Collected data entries
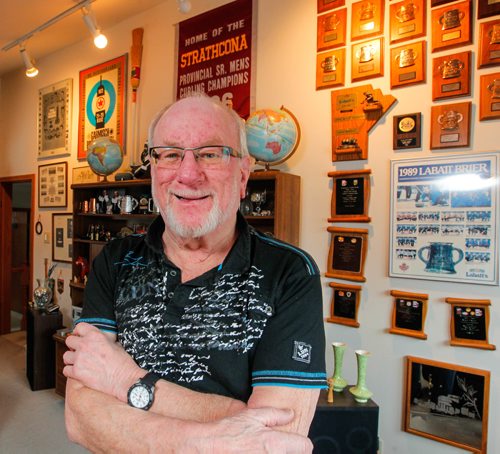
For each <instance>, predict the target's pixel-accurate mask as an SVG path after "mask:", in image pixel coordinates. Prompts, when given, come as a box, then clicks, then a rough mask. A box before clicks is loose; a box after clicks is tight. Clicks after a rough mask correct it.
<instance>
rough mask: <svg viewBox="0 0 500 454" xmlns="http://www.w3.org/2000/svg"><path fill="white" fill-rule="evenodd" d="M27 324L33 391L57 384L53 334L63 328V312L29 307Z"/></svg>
mask: <svg viewBox="0 0 500 454" xmlns="http://www.w3.org/2000/svg"><path fill="white" fill-rule="evenodd" d="M26 315H27V317H26V318H27V326H26V347H27V351H26V376H27V377H28V381H29V383H30V386H31V389H32V391H37V390H39V389H48V388H53V387H54V386H55V344H54V339H53V338H52V335H53V334H54V333H55V332H56V331H57V330H58V329H59V328H62V326H63V324H62V314H61V313H60V312H59V311H57V312H55V313H45V312H44V311H40V310H35V309H33V308H29V309H28V312H27V314H26Z"/></svg>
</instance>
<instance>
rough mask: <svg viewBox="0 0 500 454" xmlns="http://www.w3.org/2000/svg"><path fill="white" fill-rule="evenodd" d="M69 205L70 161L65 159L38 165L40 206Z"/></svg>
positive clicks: (38, 189) (43, 207) (58, 205)
mask: <svg viewBox="0 0 500 454" xmlns="http://www.w3.org/2000/svg"><path fill="white" fill-rule="evenodd" d="M67 205H68V163H67V162H65V161H61V162H56V163H54V164H45V165H41V166H38V207H39V208H56V207H65V206H67Z"/></svg>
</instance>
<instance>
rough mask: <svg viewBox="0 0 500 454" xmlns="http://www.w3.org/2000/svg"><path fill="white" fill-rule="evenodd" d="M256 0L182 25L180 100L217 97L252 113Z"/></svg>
mask: <svg viewBox="0 0 500 454" xmlns="http://www.w3.org/2000/svg"><path fill="white" fill-rule="evenodd" d="M251 67H252V0H237V1H235V2H232V3H228V4H227V5H223V6H221V7H219V8H216V9H213V10H211V11H208V12H207V13H204V14H200V15H199V16H196V17H193V18H191V19H187V20H185V21H182V22H180V23H179V41H178V62H177V99H180V98H184V97H186V96H188V95H190V94H191V93H198V92H201V93H206V94H207V95H208V96H211V97H213V96H217V97H218V98H219V99H220V100H221V101H223V102H225V103H227V104H228V105H231V106H232V107H233V108H234V109H235V110H236V111H237V112H238V113H239V114H240V116H242V117H243V118H247V117H248V115H249V114H250V83H251Z"/></svg>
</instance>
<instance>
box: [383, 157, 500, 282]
mask: <svg viewBox="0 0 500 454" xmlns="http://www.w3.org/2000/svg"><path fill="white" fill-rule="evenodd" d="M499 156H500V154H499V153H477V154H475V155H461V156H442V157H436V158H426V159H401V160H392V161H391V222H390V226H391V231H390V235H391V237H390V242H389V243H390V265H389V266H390V269H389V275H390V276H392V277H407V278H413V279H427V280H435V281H449V282H468V283H471V284H483V285H498V239H497V231H498V225H497V222H498V212H497V201H498V196H499V188H498V176H499ZM478 240H481V241H478ZM478 246H479V247H478Z"/></svg>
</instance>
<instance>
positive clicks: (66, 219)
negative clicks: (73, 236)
mask: <svg viewBox="0 0 500 454" xmlns="http://www.w3.org/2000/svg"><path fill="white" fill-rule="evenodd" d="M72 257H73V215H72V214H71V213H53V214H52V261H53V262H68V263H71V262H72V260H73V259H72Z"/></svg>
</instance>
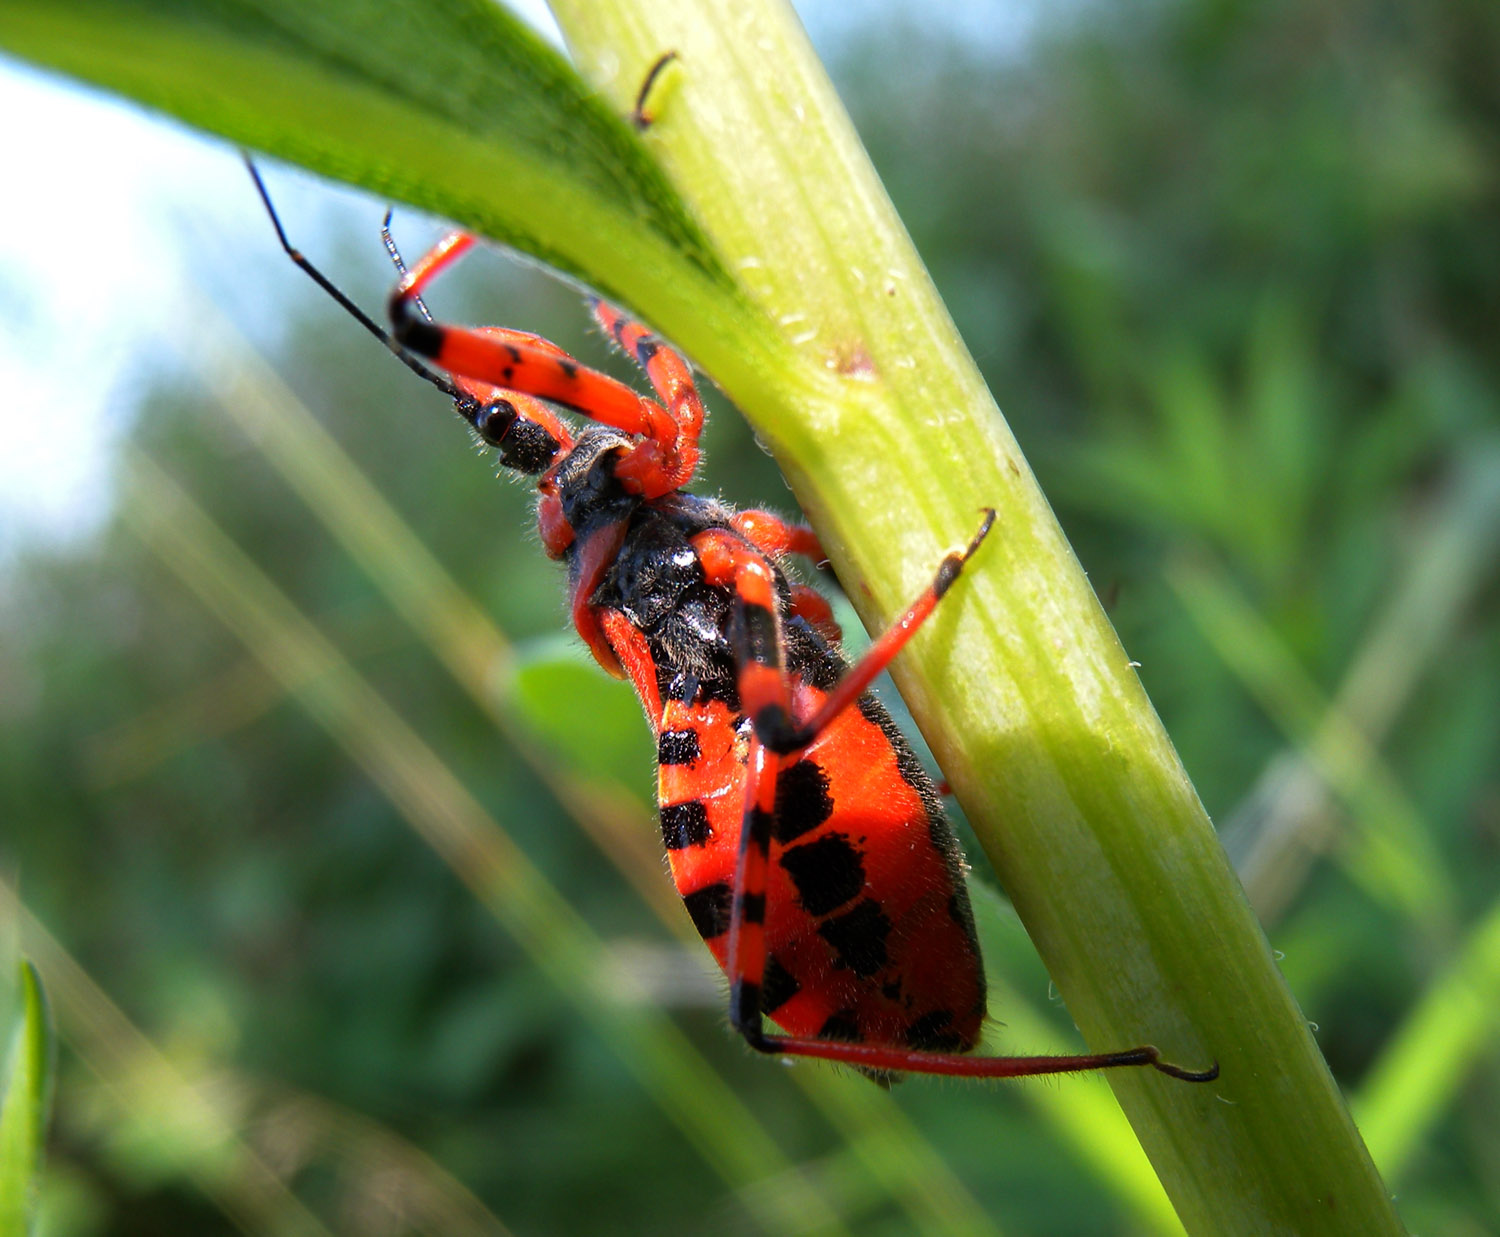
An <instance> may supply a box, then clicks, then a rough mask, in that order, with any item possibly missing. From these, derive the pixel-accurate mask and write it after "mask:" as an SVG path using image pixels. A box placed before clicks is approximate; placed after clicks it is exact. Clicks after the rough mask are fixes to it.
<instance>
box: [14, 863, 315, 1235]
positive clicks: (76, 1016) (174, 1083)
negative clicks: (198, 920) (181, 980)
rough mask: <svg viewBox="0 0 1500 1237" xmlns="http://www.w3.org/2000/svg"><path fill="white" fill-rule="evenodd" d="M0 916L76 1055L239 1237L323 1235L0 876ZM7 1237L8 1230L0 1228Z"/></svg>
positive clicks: (118, 1106)
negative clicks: (21, 953) (146, 1133)
mask: <svg viewBox="0 0 1500 1237" xmlns="http://www.w3.org/2000/svg"><path fill="white" fill-rule="evenodd" d="M0 910H3V912H5V913H7V915H13V916H15V918H17V919H18V921H20V925H21V937H23V940H24V942H26V949H27V952H28V954H30V955H31V957H33V958H34V960H36V964H37V970H40V972H42V973H43V975H45V976H46V987H48V991H49V993H51V997H52V1000H55V1003H57V1015H58V1021H60V1024H62V1026H63V1027H65V1030H66V1035H68V1041H69V1044H71V1045H72V1048H74V1051H77V1053H78V1056H80V1059H81V1060H83V1062H84V1065H86V1066H89V1069H92V1071H93V1072H95V1074H96V1075H98V1077H99V1080H101V1081H102V1083H104V1086H105V1087H107V1090H108V1092H110V1093H111V1095H113V1098H114V1099H115V1102H117V1104H118V1107H120V1110H121V1111H123V1113H126V1114H127V1116H130V1117H132V1119H135V1120H144V1125H145V1126H147V1128H148V1129H151V1131H153V1134H154V1137H157V1138H159V1140H160V1141H162V1144H163V1146H166V1147H168V1156H169V1159H171V1162H172V1164H174V1165H175V1167H177V1168H178V1171H181V1173H183V1174H184V1176H186V1177H189V1179H190V1180H192V1182H193V1183H195V1185H196V1186H198V1189H199V1191H202V1194H204V1195H205V1197H207V1198H208V1200H211V1201H213V1204H214V1206H216V1207H217V1209H219V1210H220V1212H223V1215H225V1216H228V1218H229V1221H231V1222H233V1224H234V1225H236V1228H239V1230H242V1231H243V1233H261V1234H275V1237H330V1234H329V1230H326V1228H324V1227H323V1224H321V1222H320V1221H318V1218H317V1216H315V1215H314V1213H312V1212H311V1210H308V1207H306V1206H305V1204H303V1203H302V1200H299V1198H297V1195H294V1194H293V1192H291V1191H290V1189H288V1188H287V1185H285V1182H282V1180H281V1177H279V1176H278V1174H276V1173H275V1171H272V1168H270V1167H269V1165H267V1164H266V1162H264V1161H263V1159H261V1158H260V1156H257V1155H255V1152H254V1150H251V1149H249V1147H248V1146H246V1144H245V1143H243V1141H242V1140H240V1137H239V1131H237V1128H236V1123H234V1120H233V1119H231V1117H229V1114H228V1113H226V1111H225V1110H223V1107H222V1104H220V1102H219V1099H217V1098H216V1096H214V1095H213V1093H211V1090H210V1089H207V1087H198V1086H193V1084H192V1083H190V1081H189V1080H187V1078H184V1077H183V1075H181V1072H180V1071H178V1069H177V1068H175V1066H174V1065H172V1063H171V1062H169V1060H168V1059H166V1057H165V1056H163V1054H162V1053H160V1051H159V1050H157V1048H156V1047H154V1045H153V1044H151V1042H150V1039H147V1038H145V1036H144V1035H141V1032H139V1030H138V1029H136V1027H135V1026H133V1024H132V1023H130V1020H129V1018H126V1017H124V1014H123V1012H121V1011H120V1008H118V1006H115V1005H114V1002H111V1000H110V997H108V996H105V993H104V991H101V990H99V987H98V985H96V984H95V982H93V981H92V979H90V978H89V975H87V973H86V972H84V970H83V967H80V966H78V963H77V961H74V958H72V957H71V955H69V954H68V951H65V949H63V948H62V945H60V943H58V942H57V939H55V937H52V936H51V933H48V931H46V928H45V927H43V925H42V924H40V922H39V921H37V919H36V918H34V916H33V915H31V913H30V912H28V910H27V909H26V907H24V906H23V904H21V900H20V898H18V897H17V894H15V889H12V888H10V885H7V883H6V882H5V880H0ZM0 1231H5V1233H10V1231H13V1230H0Z"/></svg>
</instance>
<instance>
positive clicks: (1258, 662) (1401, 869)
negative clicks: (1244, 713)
mask: <svg viewBox="0 0 1500 1237" xmlns="http://www.w3.org/2000/svg"><path fill="white" fill-rule="evenodd" d="M1167 582H1169V583H1170V585H1172V588H1173V591H1175V592H1176V594H1178V598H1179V600H1181V601H1182V604H1184V606H1185V607H1187V610H1188V613H1190V616H1191V618H1193V619H1194V622H1196V624H1197V625H1199V630H1200V631H1202V633H1203V634H1205V636H1206V637H1208V640H1209V642H1211V643H1212V645H1214V648H1215V651H1217V652H1218V654H1220V657H1221V658H1223V661H1224V664H1226V666H1229V667H1230V669H1232V670H1233V672H1235V673H1236V675H1238V676H1239V678H1241V681H1242V682H1244V684H1245V687H1247V690H1248V691H1250V693H1251V694H1253V696H1254V697H1256V699H1257V700H1260V703H1262V708H1265V709H1266V712H1268V715H1269V717H1271V718H1272V720H1274V721H1275V723H1277V724H1278V726H1280V727H1281V729H1283V732H1284V733H1286V735H1287V738H1289V739H1292V742H1295V744H1296V745H1298V748H1299V750H1301V751H1302V753H1304V754H1305V759H1307V760H1308V762H1310V763H1311V765H1313V766H1314V768H1316V769H1317V771H1319V774H1320V777H1322V778H1323V781H1325V783H1326V784H1328V786H1329V787H1332V789H1334V790H1335V793H1337V795H1338V796H1340V799H1343V801H1344V802H1346V804H1349V807H1350V810H1352V811H1353V822H1355V831H1356V835H1358V844H1355V846H1352V847H1349V849H1346V852H1344V859H1343V861H1344V864H1346V867H1347V870H1349V873H1350V876H1352V877H1353V879H1355V880H1356V882H1359V885H1361V886H1364V888H1365V891H1367V892H1370V895H1371V897H1374V898H1377V900H1380V901H1382V903H1385V904H1386V906H1391V907H1394V909H1395V910H1397V912H1400V913H1401V915H1404V916H1407V918H1410V919H1412V921H1413V922H1415V924H1419V925H1424V927H1425V930H1427V931H1428V933H1433V934H1437V936H1442V934H1443V933H1445V931H1446V925H1448V921H1449V910H1448V909H1449V907H1452V906H1455V904H1457V894H1455V891H1454V888H1452V882H1451V880H1449V879H1448V870H1446V867H1445V865H1443V859H1442V855H1439V852H1437V849H1436V847H1434V846H1433V841H1431V837H1430V834H1428V829H1427V826H1425V825H1424V822H1422V817H1421V813H1419V811H1418V810H1416V805H1415V804H1413V802H1412V799H1410V798H1409V796H1407V793H1406V792H1404V790H1403V789H1401V784H1400V783H1398V780H1397V778H1395V775H1394V774H1392V772H1391V768H1389V766H1388V765H1386V763H1385V760H1382V759H1380V754H1379V753H1377V751H1376V750H1374V747H1373V745H1371V742H1370V739H1368V738H1367V736H1365V733H1364V730H1361V727H1359V726H1356V724H1355V721H1353V720H1350V718H1349V717H1347V715H1346V714H1344V712H1343V711H1340V709H1338V708H1335V706H1334V705H1332V703H1331V702H1329V700H1328V699H1326V696H1325V694H1323V693H1322V690H1320V688H1319V687H1317V684H1316V682H1313V679H1311V678H1310V676H1308V673H1307V672H1305V670H1304V669H1302V667H1301V666H1299V664H1298V661H1296V658H1295V657H1293V654H1292V652H1290V651H1289V649H1287V648H1286V645H1284V643H1283V642H1281V640H1280V639H1278V637H1277V633H1275V631H1274V630H1272V628H1271V625H1269V624H1268V622H1266V621H1265V619H1263V618H1262V616H1260V615H1259V613H1257V612H1256V610H1254V607H1251V606H1250V603H1247V601H1245V600H1244V597H1242V595H1241V594H1239V592H1238V591H1236V589H1235V586H1233V585H1232V583H1230V582H1229V580H1227V579H1226V577H1224V574H1223V573H1221V571H1215V570H1214V568H1211V567H1208V565H1206V564H1200V562H1190V561H1188V559H1178V561H1176V562H1175V564H1172V565H1169V568H1167Z"/></svg>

Activity:
Reproduce exactly the entries above, limited to the lines from the one with "negative clicks: (198, 920) (181, 980)" through the one with "positive clicks: (118, 1106)", both included.

Response to the task:
negative clicks: (198, 920) (181, 980)
rough mask: <svg viewBox="0 0 1500 1237" xmlns="http://www.w3.org/2000/svg"><path fill="white" fill-rule="evenodd" d="M0 916L76 1055L239 1237L323 1235L0 876ZM7 1237L8 1230L0 1228Z"/></svg>
positive clicks: (118, 1106)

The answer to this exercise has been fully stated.